#### ASSIGNMENT
Set every line of the data down again exactly, and keep the pictures out.
[EXERCISE MATERIALS — start]
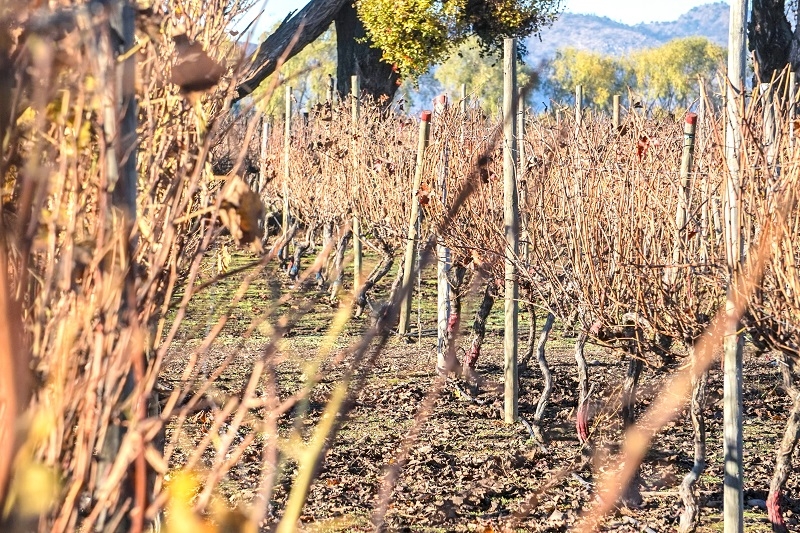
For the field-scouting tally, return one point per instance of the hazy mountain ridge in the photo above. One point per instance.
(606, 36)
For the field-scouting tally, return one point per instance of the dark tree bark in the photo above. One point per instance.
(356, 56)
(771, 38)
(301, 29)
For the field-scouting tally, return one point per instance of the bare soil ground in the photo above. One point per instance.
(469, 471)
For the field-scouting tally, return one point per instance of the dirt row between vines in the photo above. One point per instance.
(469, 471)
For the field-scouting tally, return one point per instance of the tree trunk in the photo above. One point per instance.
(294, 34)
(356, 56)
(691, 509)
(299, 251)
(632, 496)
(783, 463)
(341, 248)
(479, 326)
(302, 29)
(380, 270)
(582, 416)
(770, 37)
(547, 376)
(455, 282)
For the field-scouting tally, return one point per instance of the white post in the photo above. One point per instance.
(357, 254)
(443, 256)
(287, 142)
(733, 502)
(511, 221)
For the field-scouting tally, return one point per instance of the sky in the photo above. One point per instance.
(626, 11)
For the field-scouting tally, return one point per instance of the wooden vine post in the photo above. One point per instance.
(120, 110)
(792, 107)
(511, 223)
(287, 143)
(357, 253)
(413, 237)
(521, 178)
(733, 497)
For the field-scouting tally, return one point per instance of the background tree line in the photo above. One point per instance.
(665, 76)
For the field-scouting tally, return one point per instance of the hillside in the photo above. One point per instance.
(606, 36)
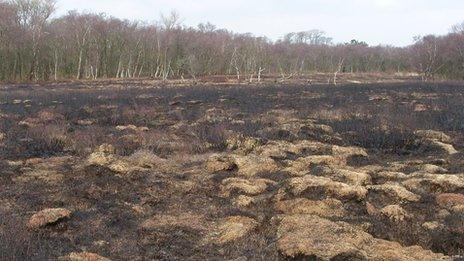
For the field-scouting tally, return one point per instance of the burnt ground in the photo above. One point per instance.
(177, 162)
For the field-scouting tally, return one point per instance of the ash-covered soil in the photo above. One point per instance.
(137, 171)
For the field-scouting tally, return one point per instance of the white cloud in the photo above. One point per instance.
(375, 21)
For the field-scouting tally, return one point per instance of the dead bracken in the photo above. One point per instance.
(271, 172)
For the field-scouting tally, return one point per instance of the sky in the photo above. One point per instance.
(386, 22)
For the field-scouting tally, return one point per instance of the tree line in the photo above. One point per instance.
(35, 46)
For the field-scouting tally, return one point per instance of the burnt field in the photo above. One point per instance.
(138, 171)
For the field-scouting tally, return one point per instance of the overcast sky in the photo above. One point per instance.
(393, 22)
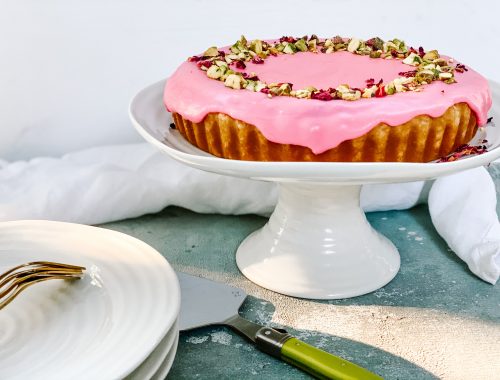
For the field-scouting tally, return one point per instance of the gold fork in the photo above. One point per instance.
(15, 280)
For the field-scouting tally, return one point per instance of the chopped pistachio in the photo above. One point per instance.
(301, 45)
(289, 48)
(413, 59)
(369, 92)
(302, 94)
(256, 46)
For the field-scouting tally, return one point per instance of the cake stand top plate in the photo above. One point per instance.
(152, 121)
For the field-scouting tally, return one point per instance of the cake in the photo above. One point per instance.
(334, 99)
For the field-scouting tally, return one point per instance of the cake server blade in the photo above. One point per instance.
[EXERCISE MATERIALS — finish]
#### ANSWER TO THE PROBLEM
For the field-scouting tally, return one point per instance of the hazy mountain ridge in the photo above. One point per instance.
(606, 36)
For the field-scouting tally, return one point per instance of the dark tree bark in the photo above. One point per instance.
(356, 56)
(771, 38)
(301, 29)
For the field-scouting tally, return one point per instance of the bare soil ground in the photo above. One point per instance.
(469, 471)
For the field-scouting tally, return one point per instance of the dirt row between vines in the photo above. One point per instance.
(469, 471)
For the field-scouting tally, return one point per instance of the tree trunk in the photo above. One point per instance.
(294, 34)
(356, 56)
(691, 509)
(299, 251)
(632, 496)
(783, 463)
(341, 248)
(479, 326)
(302, 29)
(380, 270)
(582, 416)
(770, 37)
(547, 376)
(455, 282)
For the field-scouting tally, return one point per instance of the white post in the photo above. One point per instance.
(357, 254)
(443, 256)
(287, 142)
(733, 502)
(511, 221)
For the field-scouting tally, return one point per instance of the sky in the photo above. One point per instance.
(626, 11)
For the field-scouting tally, return one point per instance of the wooden vine post in the photo above. One point per instance.
(120, 110)
(792, 107)
(511, 223)
(287, 143)
(357, 253)
(413, 237)
(521, 178)
(733, 497)
For the field-scouting tally, return one point per instance of the background tree line in the photo above. One point per instance.
(665, 76)
For the field-scouting tally, return one point per instance of the hillside in the photo above. One point per instance.
(606, 36)
For the field-scouting tally, return one point per instance of the burnt ground in the photo above. One point per instance.
(177, 162)
For the field-scouting tally, return one point per instance of the ash-covered soil in the photo above. One point per instance.
(137, 171)
For the field-scouting tally, return one point per instance of the white cloud in the photo above. One point per instance.
(375, 21)
For the field-scouting tally, return one point per instance of the dead bracken in the photo above. One point per instance.
(271, 172)
For the field-scouting tally, return one point per instance of the sky in the photo above. One point per instance.
(386, 22)
For the field-scouting tally, return one point per instance of the tree line in the photo above. One point per instance.
(35, 46)
For the field-scouting tally, return one point per instance of the burnt field in the photo above. One point per instance.
(138, 171)
For the field-scouting tally, return one point per instance of the overcast sky in the photo above. One point per instance.
(393, 22)
For the field-scouting tally, return one point per instance of the gold fork in the photo above. One point per instance.
(15, 280)
For the field-scouting tally, return one point per instance of the chopped pistachio in the photo above. One point per instance.
(301, 45)
(289, 48)
(413, 59)
(369, 92)
(302, 94)
(256, 46)
For the field-scouting tally, return one point per instance of the cake stand top plate in the photo above. One point per instance.
(152, 121)
For the field-scouting tally, return one point per instance of the cake in the photo above. One point per instance.
(334, 99)
For the field-scouting tally, return one point per instance of the cake server blade in the photo above. One point per instance.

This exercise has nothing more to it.